**Problem details**
Can you rewrite the items below as a numbered list, starting with the line that contains "In this exercise you will indicate the green lettuce" and going on through the last line of the items, that first line included and blank lines left out?

------

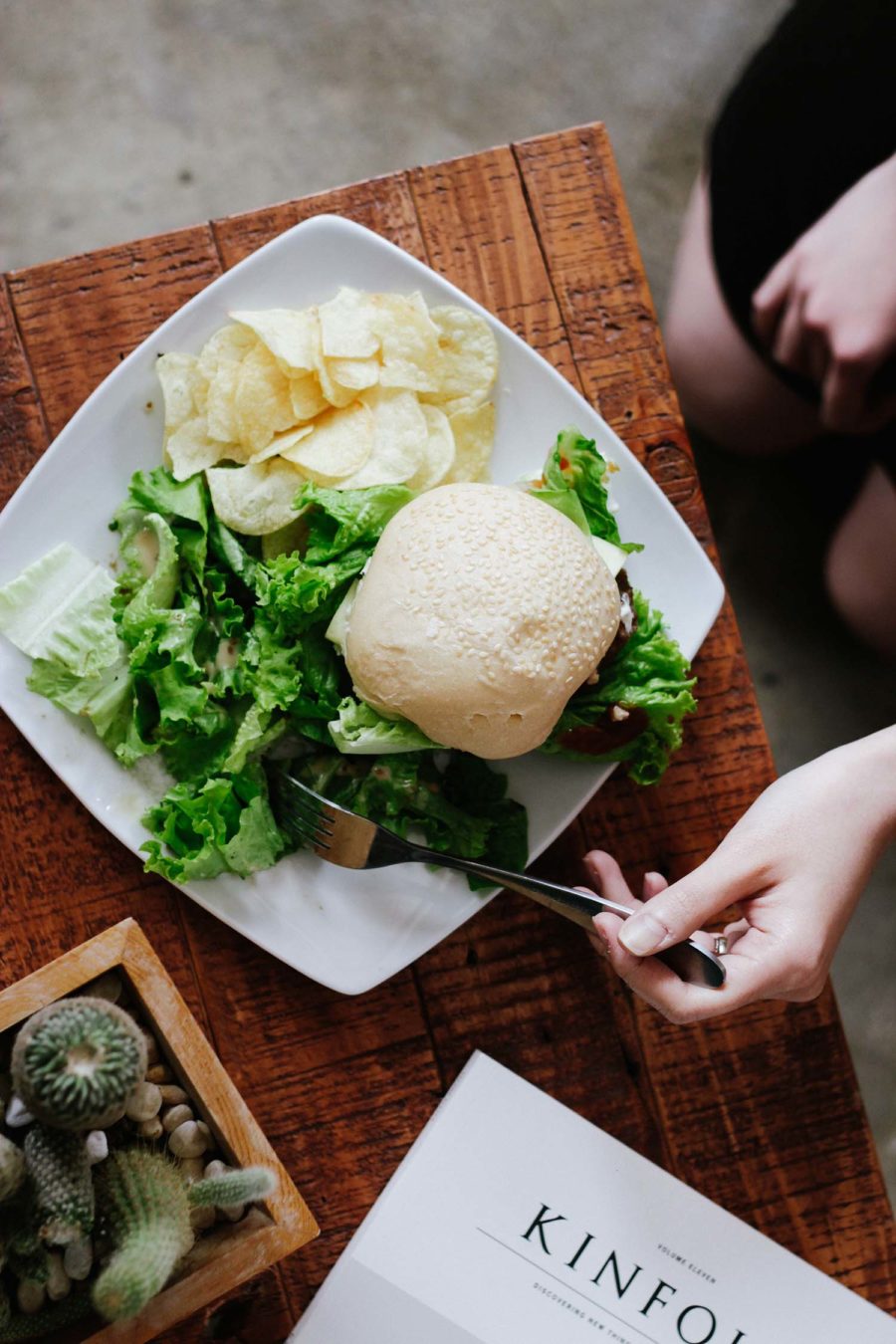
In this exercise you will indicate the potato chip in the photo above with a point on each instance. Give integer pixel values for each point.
(256, 499)
(262, 402)
(227, 345)
(189, 449)
(281, 442)
(348, 326)
(183, 388)
(354, 373)
(438, 457)
(410, 346)
(291, 335)
(285, 540)
(340, 444)
(473, 437)
(468, 359)
(219, 363)
(399, 438)
(307, 396)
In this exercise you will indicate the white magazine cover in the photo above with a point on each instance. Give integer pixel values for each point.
(514, 1221)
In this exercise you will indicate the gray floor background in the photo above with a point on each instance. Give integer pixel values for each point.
(127, 117)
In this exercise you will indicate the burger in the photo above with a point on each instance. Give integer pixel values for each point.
(480, 615)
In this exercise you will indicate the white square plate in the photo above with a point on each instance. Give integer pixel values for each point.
(348, 930)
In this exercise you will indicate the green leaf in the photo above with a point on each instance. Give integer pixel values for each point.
(300, 593)
(649, 678)
(222, 825)
(338, 521)
(60, 609)
(358, 730)
(573, 464)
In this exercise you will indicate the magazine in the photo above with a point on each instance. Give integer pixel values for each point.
(514, 1221)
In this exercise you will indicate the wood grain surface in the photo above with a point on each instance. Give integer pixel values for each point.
(760, 1112)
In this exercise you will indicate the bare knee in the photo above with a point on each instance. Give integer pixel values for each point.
(724, 388)
(860, 568)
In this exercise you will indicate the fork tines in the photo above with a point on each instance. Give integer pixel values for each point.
(301, 812)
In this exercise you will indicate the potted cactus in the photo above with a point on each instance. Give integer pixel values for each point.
(134, 1185)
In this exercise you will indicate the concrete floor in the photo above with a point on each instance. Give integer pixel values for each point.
(126, 117)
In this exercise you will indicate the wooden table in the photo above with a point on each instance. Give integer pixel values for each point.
(760, 1112)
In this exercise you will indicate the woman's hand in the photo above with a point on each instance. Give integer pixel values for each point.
(795, 863)
(827, 308)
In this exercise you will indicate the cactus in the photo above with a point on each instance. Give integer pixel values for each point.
(46, 1321)
(12, 1168)
(144, 1207)
(74, 1063)
(239, 1187)
(60, 1171)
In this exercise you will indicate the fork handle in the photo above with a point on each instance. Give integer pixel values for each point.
(691, 963)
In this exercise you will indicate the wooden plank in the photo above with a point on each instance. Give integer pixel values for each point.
(81, 316)
(518, 983)
(734, 1131)
(383, 204)
(22, 427)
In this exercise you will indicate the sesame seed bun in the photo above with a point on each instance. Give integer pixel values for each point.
(481, 611)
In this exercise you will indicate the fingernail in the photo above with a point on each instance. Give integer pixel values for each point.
(602, 941)
(642, 934)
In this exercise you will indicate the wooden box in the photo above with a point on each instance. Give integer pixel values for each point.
(230, 1252)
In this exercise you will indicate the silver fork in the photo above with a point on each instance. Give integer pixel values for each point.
(349, 840)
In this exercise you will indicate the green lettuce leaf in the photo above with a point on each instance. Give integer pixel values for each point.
(358, 730)
(60, 609)
(461, 809)
(220, 825)
(575, 467)
(342, 521)
(649, 678)
(300, 593)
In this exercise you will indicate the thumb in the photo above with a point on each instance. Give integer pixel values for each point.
(673, 914)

------

**Response to this task**
1. In this exercise you will indicate the green lettuce leaf in the photo above with a point on each instance. Give integer pixel values for each point.
2. (358, 730)
3. (60, 609)
4. (461, 809)
5. (220, 825)
6. (575, 467)
7. (342, 521)
8. (649, 678)
9. (300, 593)
10. In this exercise you will indicate the thumb in the photo above with a point on each instance. Give integer pixel values for each point.
11. (673, 914)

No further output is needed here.